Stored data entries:
[Start of Attachment]

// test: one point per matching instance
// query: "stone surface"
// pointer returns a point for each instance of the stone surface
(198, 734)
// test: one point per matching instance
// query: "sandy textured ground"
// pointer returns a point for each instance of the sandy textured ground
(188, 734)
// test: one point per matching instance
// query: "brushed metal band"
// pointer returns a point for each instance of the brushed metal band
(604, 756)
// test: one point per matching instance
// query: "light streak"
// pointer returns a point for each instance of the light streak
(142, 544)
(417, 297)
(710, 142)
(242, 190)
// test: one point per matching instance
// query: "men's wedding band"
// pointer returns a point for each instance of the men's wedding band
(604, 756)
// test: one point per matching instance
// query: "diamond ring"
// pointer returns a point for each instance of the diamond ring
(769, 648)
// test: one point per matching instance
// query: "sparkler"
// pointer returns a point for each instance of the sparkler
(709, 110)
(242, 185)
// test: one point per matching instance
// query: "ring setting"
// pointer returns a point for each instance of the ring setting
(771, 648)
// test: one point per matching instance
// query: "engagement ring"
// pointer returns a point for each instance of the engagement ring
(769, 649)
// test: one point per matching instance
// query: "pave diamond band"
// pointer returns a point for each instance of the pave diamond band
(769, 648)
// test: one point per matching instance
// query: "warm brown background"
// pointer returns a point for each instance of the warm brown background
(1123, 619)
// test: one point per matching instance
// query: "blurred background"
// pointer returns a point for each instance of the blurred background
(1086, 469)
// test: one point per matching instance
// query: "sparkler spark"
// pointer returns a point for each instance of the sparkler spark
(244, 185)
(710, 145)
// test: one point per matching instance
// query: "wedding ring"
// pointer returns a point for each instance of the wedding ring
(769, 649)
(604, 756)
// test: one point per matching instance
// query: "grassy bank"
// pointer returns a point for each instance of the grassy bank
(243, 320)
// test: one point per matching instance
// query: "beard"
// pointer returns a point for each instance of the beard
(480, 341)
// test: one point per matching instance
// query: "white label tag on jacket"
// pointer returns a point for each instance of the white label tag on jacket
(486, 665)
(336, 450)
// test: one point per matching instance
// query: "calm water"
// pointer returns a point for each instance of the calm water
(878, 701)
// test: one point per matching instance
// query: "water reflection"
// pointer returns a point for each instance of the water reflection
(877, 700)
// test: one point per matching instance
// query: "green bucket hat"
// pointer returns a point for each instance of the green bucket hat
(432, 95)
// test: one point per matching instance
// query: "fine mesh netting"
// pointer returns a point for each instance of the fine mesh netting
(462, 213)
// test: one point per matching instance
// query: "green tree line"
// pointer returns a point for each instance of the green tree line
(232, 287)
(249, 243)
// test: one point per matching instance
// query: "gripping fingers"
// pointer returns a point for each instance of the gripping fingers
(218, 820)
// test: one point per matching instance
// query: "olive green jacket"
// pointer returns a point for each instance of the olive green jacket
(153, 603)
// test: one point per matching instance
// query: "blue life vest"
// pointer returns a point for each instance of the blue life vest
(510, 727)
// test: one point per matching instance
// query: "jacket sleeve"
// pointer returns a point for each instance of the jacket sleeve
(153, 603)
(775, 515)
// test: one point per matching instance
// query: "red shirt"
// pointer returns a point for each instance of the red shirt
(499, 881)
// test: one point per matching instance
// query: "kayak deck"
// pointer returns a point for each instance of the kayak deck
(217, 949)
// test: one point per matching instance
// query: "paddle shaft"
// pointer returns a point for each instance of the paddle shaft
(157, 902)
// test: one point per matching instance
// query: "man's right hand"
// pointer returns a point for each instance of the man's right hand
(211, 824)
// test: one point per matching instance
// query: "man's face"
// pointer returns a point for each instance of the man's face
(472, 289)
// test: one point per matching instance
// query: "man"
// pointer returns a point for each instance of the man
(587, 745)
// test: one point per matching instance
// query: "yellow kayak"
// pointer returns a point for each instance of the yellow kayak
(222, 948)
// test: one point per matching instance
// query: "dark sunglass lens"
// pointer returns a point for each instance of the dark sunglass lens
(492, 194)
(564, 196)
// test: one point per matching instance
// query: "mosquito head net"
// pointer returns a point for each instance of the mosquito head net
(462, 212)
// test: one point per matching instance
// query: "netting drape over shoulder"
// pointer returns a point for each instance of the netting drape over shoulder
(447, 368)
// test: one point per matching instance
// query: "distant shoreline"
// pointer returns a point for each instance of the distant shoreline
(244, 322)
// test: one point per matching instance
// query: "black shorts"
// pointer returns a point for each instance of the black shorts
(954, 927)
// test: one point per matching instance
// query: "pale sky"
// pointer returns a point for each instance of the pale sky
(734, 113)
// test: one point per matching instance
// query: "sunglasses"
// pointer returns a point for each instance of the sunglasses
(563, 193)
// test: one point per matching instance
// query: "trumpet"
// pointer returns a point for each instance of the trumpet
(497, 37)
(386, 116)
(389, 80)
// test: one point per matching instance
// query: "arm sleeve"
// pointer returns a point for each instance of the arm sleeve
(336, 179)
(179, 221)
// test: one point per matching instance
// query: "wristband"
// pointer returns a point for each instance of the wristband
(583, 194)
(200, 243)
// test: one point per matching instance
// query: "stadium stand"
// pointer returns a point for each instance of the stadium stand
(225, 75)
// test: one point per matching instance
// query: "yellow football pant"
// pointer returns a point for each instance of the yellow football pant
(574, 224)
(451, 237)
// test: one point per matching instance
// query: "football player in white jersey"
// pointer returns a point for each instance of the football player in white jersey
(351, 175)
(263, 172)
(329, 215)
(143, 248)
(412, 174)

[End of Attachment]

▸ What to produce
Output every line above without altering anything.

▸ Solution
// test: one point per matching instance
// query: "stone surface"
// pointer returns a point for each instance of the stone surface
(198, 734)
// test: one point per matching instance
// query: "sandy textured ground"
// pointer returns a point for each instance of the sandy textured ground
(188, 734)
// test: one point per matching instance
// query: "brushed metal band"
// pointer returns a point for each instance of the brushed metal band
(604, 756)
// test: one point per matching instance
// query: "light streak"
// pointer returns a point for each instance of the light streak
(142, 544)
(417, 297)
(710, 142)
(242, 190)
// test: one point per matching instance
// query: "men's wedding band"
// pointer returns a point for each instance of the men's wedding band
(604, 756)
// test: one point per matching instance
// query: "diamond ring"
// pointer returns a point for each instance of the diamond ring
(769, 648)
// test: one point per matching instance
// query: "sparkler"
// pointer returns a point for each instance of the sparkler
(709, 110)
(242, 185)
// test: one point per matching instance
// query: "ring setting"
// pointer returns a point for each instance of the ring setting
(771, 648)
// test: one point per matching instance
// query: "engagement ring"
// pointer returns a point for each instance of the engagement ring
(769, 649)
// test: one point per matching instance
// query: "pave diamond band"
// pointer returns a point for each instance of the pave diamond band
(769, 648)
// test: one point per matching instance
// query: "warm brown background"
// pointer returns a point for each instance of the warm brown background
(1123, 619)
// test: one point per matching instance
// query: "blurred background"
// pointer returns a point for each instance of the blurred background
(1086, 469)
// test: one point per matching instance
// query: "sparkler spark"
// pointer returns a point for each instance of the sparkler spark
(244, 185)
(710, 145)
// test: one point per matching instance
// query: "wedding ring"
// pointer returns a point for each instance of the wedding ring
(769, 649)
(604, 756)
// test: one point per matching instance
// query: "grassy bank"
// pointer returns a point for each instance of the grassy bank
(243, 320)
// test: one point per matching instance
// query: "beard"
// pointer returns a point for each instance of the beard
(480, 341)
// test: one point per matching instance
// query: "white label tag on jacket"
// pointer returns a point for each instance of the white label tag on jacket
(486, 665)
(336, 450)
// test: one point per matching instance
// query: "calm water"
// pointer returns a point for each instance of the calm water
(878, 701)
// test: one point per matching instance
// query: "water reflection"
// pointer returns a point for each instance of the water reflection
(877, 700)
// test: one point per matching instance
// query: "green bucket hat"
// pointer returns a point for each instance of the green bucket hat
(432, 95)
// test: one point per matching instance
// query: "fine mesh netting"
// pointer returns a point for each instance of the fine mesh netting
(462, 213)
// test: one point per matching instance
// query: "green tree line"
// pointer returns a point for each instance of the green tree line
(232, 287)
(249, 243)
// test: one point per matching instance
// query: "gripping fingers"
// pointer returns a point for each instance of the gripping fingers
(218, 820)
// test: one point per matching instance
// query: "olive green jacket"
// pointer returns a point for each instance of the olive green jacket
(153, 603)
// test: one point per matching instance
// query: "blue life vest"
// pointer returns a point for each instance of the blue life vest
(510, 727)
// test: one point per matching instance
// query: "jacket sleeve"
// pointer returns a point for each instance of the jacket sleeve
(153, 603)
(775, 515)
// test: one point per matching instance
// query: "red shirt"
// pointer returns a point for each instance of the red shirt
(499, 881)
// test: one point per matching instance
// query: "kayak deck"
// pointer returns a point for each instance of the kayak deck
(217, 949)
// test: one point per matching instance
// query: "paddle shaft"
// pointer returns a point for each instance of the paddle shaft
(157, 902)
// test: one point per matching instance
// query: "man's right hand"
// pointer returns a point for each instance of the man's right hand
(211, 824)
// test: one point per matching instance
// query: "man's face"
// pointer returns a point for each instance of the man's face
(472, 289)
// test: one point per matching instance
// query: "man"
// pointer returns a point for each instance of the man
(587, 745)
// test: one point per matching instance
// query: "yellow kayak"
// pointer returns a point for each instance of the yellow kayak
(222, 948)
// test: one point per matching instance
// query: "dark sunglass lens"
// pointer returns a point for each instance of the dark sunglass lens
(492, 194)
(564, 196)
// test: one point per matching instance
// query: "mosquito head net"
// pointer returns a point for each instance of the mosquito head net
(462, 212)
// test: one point per matching instance
// query: "netting drape over shoulder"
// pointer returns a point for each instance of the netting drape over shoulder
(447, 368)
// test: one point per matching instance
// query: "distant shoreline"
// pointer returns a point for each instance of the distant shoreline
(244, 322)
// test: one point per matching instance
// query: "black shorts"
// pointer returns a point for each instance of the black shorts
(954, 927)
// test: one point per matching instance
// query: "pale sky"
// pointer returns a point for each instance of the pale sky
(734, 113)
// test: one point per matching instance
// query: "sunglasses"
// pointer returns a point for each instance of the sunglasses
(563, 193)
// test: one point per matching instance
// query: "trumpet"
// pointer returns a point for each instance of the trumpet
(497, 37)
(386, 116)
(389, 80)
// test: one point per matching instance
// query: "arm sleeve"
// pointer returns a point for each instance of the arm sleeve
(336, 179)
(179, 221)
// test: one point per matching instance
// query: "wristband"
// pointer returns a point for each instance of the wristband
(583, 194)
(200, 243)
// test: one point per matching instance
// query: "stadium stand"
// pointer returns a point for each instance of the stadium stand
(225, 75)
// test: one point per matching instance
// query: "yellow football pant"
// pointer returns a point for each instance of the yellow football pant
(574, 224)
(451, 237)
// test: one point per matching instance
// query: "football player in white jersey"
// pointer returns a point for each instance of the football player in white jersey
(351, 175)
(263, 172)
(329, 215)
(143, 248)
(412, 174)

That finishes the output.